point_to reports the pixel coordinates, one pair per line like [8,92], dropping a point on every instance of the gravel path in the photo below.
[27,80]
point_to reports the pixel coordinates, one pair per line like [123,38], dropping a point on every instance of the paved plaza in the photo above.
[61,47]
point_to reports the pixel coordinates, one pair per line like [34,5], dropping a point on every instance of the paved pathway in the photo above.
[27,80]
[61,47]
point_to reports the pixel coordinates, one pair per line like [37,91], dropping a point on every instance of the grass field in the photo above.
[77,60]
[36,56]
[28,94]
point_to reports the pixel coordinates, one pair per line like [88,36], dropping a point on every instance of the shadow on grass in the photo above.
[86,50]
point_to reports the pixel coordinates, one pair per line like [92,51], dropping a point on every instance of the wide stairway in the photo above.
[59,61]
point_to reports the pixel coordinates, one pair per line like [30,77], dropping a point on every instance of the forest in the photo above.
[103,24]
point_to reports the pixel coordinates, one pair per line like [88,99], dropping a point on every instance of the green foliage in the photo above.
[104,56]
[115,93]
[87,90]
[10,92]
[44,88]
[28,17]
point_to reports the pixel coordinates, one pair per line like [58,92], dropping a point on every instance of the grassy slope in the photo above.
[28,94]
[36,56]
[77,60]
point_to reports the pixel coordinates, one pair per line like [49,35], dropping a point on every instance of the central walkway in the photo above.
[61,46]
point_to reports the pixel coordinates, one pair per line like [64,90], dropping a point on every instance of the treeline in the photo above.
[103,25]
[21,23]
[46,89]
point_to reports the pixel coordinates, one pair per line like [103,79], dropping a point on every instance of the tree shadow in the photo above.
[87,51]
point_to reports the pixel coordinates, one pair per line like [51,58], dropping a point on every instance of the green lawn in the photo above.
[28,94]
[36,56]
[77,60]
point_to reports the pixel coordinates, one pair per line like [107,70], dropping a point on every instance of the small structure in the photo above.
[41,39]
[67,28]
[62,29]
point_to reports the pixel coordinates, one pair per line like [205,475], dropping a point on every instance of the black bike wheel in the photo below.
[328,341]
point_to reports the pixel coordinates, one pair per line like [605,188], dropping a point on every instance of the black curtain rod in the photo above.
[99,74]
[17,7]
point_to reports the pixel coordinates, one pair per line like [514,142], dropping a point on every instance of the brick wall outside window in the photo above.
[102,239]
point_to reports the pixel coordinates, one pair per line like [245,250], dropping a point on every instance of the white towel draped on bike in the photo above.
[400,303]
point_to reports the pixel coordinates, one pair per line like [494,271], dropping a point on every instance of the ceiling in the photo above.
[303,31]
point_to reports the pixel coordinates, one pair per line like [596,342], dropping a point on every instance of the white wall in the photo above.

==*==

Task: Can you recast the listing above as a numbered list, beginning at the line that contains "wheel in the photo below." and continuing through the end of the listing, with blank lines left out?

Reply:
1. point_to reports the pixel coordinates, one pair per line like [205,475], dropping a point on every instance of the black bike wheel in the photo below.
2. [328,341]
3. point_to reports the pixel coordinates, one pair per line like [605,188], dropping a point on every instance of the black curtain rod in the photo above.
4. [99,74]
5. [17,7]
6. point_to reports the pixel coordinates, one pair per line like [514,142], dropping a point on every instance of the brick wall outside window in the photo above.
7. [102,239]
8. point_to reports the pixel coordinates, one pair per line like [245,250], dropping a point on every instance of the white towel draped on bike in the photo above.
9. [400,303]
10. point_to reports the pixel coordinates, one pair per line like [494,271], dropping a point on every instance of the ceiling in the photo above.
11. [303,31]
12. point_to reports the pixel coordinates, one pair per line like [596,342], dropping a point on every instance of the white wall in the photo above.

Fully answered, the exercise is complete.